■ Problem details ■
This task calls for copying every line in the data below that contains the word "grass".

==== Records provided

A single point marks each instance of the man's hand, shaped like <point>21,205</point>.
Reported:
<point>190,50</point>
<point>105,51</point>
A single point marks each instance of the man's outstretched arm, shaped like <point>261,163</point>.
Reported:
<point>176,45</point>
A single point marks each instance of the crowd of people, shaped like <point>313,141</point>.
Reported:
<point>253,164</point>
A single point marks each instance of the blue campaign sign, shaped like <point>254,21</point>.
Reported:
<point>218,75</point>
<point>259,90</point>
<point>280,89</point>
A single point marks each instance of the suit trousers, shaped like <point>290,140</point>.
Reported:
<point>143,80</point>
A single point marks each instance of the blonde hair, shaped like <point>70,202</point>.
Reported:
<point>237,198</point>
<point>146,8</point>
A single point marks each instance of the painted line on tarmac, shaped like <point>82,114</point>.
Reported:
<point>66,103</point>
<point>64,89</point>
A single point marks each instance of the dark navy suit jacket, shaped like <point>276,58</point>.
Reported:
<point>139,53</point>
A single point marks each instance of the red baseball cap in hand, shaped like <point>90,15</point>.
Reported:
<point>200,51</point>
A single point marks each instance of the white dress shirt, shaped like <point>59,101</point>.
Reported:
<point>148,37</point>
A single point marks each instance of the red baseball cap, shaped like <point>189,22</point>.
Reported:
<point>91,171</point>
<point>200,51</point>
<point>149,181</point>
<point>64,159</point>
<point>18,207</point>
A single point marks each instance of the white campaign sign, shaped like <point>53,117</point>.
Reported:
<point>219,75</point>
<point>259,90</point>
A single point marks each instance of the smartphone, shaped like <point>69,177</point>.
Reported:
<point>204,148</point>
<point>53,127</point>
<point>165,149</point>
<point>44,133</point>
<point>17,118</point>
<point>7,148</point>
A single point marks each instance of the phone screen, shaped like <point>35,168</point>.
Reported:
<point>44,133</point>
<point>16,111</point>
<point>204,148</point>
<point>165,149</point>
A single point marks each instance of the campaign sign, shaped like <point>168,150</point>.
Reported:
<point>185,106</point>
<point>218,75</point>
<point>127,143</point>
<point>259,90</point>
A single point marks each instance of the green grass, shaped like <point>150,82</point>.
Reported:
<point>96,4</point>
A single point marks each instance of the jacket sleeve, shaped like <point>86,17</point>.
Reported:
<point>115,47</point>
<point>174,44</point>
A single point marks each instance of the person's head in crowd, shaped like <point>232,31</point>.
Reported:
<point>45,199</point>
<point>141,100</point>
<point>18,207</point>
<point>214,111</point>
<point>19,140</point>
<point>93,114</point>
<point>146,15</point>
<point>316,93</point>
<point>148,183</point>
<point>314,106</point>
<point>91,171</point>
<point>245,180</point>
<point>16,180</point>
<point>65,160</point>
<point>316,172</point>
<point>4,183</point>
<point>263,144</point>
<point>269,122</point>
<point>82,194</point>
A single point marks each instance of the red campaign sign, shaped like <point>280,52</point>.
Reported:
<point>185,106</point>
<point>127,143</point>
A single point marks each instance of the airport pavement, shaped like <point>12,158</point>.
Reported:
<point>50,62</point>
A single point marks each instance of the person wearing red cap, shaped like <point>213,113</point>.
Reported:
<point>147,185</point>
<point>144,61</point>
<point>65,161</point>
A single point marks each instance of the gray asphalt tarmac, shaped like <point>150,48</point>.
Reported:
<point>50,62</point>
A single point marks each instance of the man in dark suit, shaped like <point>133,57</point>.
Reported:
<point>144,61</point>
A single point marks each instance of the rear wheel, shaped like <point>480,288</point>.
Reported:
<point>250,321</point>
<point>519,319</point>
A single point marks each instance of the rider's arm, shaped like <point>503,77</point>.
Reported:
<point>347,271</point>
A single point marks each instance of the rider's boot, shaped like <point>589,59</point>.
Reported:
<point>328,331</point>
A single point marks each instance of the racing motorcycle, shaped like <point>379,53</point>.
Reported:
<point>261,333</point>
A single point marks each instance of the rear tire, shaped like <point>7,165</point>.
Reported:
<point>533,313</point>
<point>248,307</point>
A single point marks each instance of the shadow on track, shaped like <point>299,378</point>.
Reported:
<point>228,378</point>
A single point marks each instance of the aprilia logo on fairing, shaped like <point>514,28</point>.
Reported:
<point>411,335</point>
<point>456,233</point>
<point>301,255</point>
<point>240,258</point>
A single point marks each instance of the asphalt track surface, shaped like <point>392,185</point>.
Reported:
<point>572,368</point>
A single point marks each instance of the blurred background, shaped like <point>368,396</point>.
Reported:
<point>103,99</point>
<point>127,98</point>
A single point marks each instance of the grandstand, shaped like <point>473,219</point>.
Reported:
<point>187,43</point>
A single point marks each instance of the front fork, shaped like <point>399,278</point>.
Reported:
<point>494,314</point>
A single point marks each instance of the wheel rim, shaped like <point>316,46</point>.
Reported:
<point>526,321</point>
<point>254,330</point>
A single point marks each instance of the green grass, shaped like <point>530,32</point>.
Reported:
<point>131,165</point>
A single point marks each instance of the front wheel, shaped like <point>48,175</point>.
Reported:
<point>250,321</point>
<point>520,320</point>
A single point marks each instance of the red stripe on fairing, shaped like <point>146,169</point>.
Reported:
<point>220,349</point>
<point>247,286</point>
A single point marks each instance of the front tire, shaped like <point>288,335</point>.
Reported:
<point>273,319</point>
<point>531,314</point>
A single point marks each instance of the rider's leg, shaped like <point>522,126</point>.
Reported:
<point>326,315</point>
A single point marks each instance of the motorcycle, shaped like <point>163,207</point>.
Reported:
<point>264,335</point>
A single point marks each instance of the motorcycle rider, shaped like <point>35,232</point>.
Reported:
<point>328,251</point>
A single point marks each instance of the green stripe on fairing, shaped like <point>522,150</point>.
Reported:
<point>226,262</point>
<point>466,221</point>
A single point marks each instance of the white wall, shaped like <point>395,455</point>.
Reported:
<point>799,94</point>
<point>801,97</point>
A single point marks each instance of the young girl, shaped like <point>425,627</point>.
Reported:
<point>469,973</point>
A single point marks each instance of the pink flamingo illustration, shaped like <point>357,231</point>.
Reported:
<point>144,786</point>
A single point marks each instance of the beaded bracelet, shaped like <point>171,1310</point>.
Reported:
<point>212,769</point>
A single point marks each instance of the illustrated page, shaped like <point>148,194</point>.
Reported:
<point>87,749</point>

========

■ Completed task ■
A single point marks each instance of the green grass, shaped like <point>150,82</point>.
A single point marks each instance of the green grass, shaped like <point>530,32</point>.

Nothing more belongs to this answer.